Write each line word for word, from the line that contains "the uniform sleeve" through the last line of the material below.

···

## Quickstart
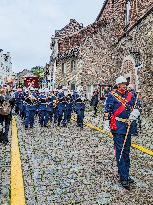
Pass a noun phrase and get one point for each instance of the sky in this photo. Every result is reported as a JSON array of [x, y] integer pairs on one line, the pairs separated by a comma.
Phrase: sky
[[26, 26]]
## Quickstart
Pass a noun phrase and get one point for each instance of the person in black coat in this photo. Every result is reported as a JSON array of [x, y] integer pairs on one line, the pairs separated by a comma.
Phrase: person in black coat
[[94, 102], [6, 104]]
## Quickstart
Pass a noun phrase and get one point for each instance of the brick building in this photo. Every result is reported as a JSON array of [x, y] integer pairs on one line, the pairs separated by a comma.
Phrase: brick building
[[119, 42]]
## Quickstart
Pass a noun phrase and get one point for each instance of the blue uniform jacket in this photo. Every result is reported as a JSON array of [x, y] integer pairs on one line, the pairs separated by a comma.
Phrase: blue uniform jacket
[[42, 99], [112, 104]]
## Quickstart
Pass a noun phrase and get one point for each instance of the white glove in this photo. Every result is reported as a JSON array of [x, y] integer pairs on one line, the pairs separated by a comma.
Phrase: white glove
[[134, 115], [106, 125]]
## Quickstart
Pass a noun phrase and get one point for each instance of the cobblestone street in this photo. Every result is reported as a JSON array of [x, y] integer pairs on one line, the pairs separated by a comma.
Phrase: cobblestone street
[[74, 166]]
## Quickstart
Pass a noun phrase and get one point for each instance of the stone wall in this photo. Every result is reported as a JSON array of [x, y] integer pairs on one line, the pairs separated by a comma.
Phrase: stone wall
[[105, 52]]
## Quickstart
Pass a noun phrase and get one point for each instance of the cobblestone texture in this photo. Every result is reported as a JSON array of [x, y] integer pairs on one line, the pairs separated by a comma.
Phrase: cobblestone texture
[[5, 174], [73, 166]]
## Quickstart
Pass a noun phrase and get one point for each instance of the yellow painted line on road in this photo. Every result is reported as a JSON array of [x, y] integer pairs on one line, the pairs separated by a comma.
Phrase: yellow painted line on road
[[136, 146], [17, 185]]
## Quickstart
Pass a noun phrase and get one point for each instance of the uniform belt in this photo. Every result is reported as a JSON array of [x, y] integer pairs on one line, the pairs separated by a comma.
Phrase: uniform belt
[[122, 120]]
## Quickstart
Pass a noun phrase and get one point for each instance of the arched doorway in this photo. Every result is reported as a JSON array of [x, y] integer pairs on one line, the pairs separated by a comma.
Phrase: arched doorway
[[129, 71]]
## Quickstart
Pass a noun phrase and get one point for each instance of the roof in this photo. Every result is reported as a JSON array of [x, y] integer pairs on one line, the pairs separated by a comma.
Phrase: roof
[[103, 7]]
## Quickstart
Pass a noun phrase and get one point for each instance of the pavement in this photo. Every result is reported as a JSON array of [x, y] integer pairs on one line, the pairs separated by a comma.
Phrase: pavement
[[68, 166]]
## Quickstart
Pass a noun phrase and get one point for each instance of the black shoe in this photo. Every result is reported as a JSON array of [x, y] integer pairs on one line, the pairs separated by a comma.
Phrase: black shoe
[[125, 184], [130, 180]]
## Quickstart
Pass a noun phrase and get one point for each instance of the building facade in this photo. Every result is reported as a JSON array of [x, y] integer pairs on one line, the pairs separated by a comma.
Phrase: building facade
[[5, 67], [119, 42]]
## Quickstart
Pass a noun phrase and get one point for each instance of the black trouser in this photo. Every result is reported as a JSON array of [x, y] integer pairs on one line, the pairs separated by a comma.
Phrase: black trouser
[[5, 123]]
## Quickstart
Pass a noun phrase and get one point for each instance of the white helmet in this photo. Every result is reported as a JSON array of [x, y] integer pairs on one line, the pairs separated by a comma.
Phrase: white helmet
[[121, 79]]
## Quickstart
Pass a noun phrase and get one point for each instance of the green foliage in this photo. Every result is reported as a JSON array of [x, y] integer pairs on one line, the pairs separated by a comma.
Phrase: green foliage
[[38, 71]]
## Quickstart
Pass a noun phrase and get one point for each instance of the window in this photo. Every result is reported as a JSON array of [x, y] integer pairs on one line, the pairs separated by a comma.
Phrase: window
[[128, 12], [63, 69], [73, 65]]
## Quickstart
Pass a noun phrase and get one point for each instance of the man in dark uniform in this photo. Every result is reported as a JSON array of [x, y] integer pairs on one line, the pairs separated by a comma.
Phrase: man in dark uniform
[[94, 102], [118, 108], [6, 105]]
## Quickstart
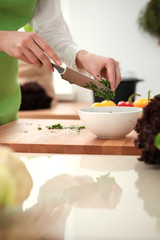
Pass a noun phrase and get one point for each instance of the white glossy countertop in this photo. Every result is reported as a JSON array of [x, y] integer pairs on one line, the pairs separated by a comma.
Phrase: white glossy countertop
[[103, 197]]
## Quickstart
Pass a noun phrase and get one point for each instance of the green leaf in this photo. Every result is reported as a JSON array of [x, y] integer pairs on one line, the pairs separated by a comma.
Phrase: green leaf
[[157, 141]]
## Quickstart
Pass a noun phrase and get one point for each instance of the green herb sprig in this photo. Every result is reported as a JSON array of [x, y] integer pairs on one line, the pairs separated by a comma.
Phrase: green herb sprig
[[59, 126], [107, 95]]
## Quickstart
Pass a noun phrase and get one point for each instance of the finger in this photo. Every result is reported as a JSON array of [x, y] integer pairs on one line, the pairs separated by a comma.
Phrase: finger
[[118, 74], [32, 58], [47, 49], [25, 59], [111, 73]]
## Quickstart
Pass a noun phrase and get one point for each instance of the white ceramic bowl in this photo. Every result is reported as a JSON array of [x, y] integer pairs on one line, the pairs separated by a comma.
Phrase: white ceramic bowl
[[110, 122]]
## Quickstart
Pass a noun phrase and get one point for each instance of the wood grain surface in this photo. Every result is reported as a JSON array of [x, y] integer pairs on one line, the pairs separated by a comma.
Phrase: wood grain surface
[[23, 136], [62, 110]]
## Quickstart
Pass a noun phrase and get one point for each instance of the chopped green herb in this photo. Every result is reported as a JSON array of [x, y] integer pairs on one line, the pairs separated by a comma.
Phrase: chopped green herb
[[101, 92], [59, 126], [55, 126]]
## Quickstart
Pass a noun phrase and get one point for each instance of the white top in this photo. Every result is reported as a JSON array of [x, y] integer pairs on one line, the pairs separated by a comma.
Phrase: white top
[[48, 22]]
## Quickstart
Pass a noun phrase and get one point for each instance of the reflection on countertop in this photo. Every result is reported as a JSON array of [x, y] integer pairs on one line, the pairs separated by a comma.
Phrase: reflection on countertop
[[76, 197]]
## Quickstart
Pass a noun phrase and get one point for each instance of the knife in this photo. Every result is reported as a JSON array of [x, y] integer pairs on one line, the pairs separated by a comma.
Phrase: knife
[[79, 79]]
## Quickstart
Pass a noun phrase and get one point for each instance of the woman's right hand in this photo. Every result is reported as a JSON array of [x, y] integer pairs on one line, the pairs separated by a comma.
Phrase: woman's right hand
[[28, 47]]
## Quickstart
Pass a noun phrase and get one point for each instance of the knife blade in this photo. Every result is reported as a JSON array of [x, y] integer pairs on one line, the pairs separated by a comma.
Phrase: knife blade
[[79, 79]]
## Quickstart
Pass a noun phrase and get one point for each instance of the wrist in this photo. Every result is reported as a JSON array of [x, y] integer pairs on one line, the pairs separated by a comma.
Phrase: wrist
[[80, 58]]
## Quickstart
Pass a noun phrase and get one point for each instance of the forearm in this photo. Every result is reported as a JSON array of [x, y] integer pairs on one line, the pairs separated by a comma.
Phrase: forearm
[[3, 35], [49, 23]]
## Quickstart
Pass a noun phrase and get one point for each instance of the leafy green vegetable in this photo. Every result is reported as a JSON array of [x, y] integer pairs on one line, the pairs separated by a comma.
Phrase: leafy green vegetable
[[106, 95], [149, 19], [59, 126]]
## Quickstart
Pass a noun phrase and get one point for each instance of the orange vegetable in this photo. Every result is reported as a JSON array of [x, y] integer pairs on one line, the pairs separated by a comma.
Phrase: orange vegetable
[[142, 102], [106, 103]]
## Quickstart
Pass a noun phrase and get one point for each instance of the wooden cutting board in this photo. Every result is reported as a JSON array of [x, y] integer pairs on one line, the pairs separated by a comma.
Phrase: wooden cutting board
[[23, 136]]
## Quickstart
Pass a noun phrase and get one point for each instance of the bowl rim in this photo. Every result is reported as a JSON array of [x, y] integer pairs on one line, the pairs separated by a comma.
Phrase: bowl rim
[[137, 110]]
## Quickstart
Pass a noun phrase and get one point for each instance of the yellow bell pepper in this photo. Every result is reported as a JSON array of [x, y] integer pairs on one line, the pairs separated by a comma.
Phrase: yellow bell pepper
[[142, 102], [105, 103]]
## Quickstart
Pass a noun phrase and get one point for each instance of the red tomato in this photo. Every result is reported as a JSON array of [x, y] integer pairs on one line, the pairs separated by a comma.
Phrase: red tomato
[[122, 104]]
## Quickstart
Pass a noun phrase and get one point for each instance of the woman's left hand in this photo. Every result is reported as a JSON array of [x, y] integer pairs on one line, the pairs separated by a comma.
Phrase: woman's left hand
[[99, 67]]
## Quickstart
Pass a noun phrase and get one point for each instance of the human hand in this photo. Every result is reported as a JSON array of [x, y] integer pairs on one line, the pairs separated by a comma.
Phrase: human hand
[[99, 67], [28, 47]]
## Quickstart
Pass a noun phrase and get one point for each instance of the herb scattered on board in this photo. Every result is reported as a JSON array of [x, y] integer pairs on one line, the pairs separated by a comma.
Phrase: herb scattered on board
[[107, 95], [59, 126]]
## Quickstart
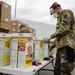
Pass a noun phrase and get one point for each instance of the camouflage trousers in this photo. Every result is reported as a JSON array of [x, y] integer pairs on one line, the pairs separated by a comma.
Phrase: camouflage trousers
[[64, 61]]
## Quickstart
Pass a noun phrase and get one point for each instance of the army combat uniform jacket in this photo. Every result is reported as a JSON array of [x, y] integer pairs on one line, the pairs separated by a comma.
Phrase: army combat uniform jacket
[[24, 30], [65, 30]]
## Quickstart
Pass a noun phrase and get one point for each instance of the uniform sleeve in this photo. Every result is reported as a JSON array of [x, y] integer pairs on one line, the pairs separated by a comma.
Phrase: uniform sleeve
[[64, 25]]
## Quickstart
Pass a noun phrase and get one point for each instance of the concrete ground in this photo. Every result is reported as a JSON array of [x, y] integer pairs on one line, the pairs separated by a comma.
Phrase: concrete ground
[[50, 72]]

···

_ANSWER SECTION_
Pass a noun phrase and get one point for each instance of the uniform sleeve in this photo. Every result is reported as a JSON array of [x, y] integer pairs on one line, the pairs separated by a comma.
Phrase: uniform sleeve
[[64, 25]]
## Quickstart
Pass a noun phrase and get one point for each instance of the concrete ground in this photo. Every result is reported as a JSON array of [x, y] integer pairs on one line, the pairs separated by a comma.
Phrase: concrete ground
[[50, 72]]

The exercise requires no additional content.